_TEXT SECTION:_
------------

Smartphones make convenient backup devices because nearly everyone has one. But if you designate yours as your functional replacement, then try using it for work one day to verify that it meets your needs.
Data access is vital when your primary device fails. Even if you back up your work data, if a device fails, you also may need credentials for VPN or SSH access, specialized software, or forms of data that might not be stored along with your day-to-day documents and directories. You must ensure that when you design a backup scheme for yourself, you include all important data and store encryption keys and other access information securely.
The best way to keep your work data secure is to use your own service. Running Nextcloud or Sparkleshare is easy, and hosting is cheap. Both are automated: files you place in a specially designated directory are synchronized with your server. It's not exactly building your own cloud, but it's a great way to leverage the cloud for your own services. You can make the backup process seamless with tools like Syncthing, Bacula, or rdiff-backup.
Cloud storage enables you to access data from any device at any location, but cloud storage will work only if you have a live communications path to it after a failure event. And not all cloud storage meets the privacy and security specifications for all projects. If your workplace has a cloud backup solution, spend some time learning about the cloud vendor's services and find out what level of availability it promises. Check its track record in achieving it. And be sure to devise an alternate way to access your cloud if your primary communications link fails.
If you store your data on a local device, you'll be responsible for backing it up and recovering it. In that case, back up your data to an alternate device, and verify that you can restore it within your acceptable time frame. This is your time-to-recovery.
You'll also need to secure that data and meet any privacy requirements your employer specifies.
Consider how much data you can afford to lose in the event of an outage. For example, if you back up your data nightly, you could lose up to a maximum of one day's work (all the work completed during the day prior to the nightly backup). This is your backup data timeliness.
Open source offers many free applications for local data backup and recovery. Generally, the same applications used for remote backups can also apply to local backup plans, so take a look at the Advanced Rsync or the Syncthing tutorial articles here on Opensource.com.

------------

_RECORDED INFORMATION:_

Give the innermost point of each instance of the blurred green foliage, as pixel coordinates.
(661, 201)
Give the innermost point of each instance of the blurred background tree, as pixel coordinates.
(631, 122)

------------

_ACTIONS TO TAKE:_
• 1. Copy the part of the backup text above from "If you store" up to and including "is your time-to-recovery.".
• 2. In the backup text, what name is given to the time frame within which you must be able to restore your data?

_COMPLETED EXERCISE:_
• 1.
If you store your data on a local device, you'll be responsible for backing it up and recovering it. In that case, back up your data to an alternate device, and verify that you can restore it within your acceptable time frame. This is your time-to-recovery.

• 2. Time-to-recovery.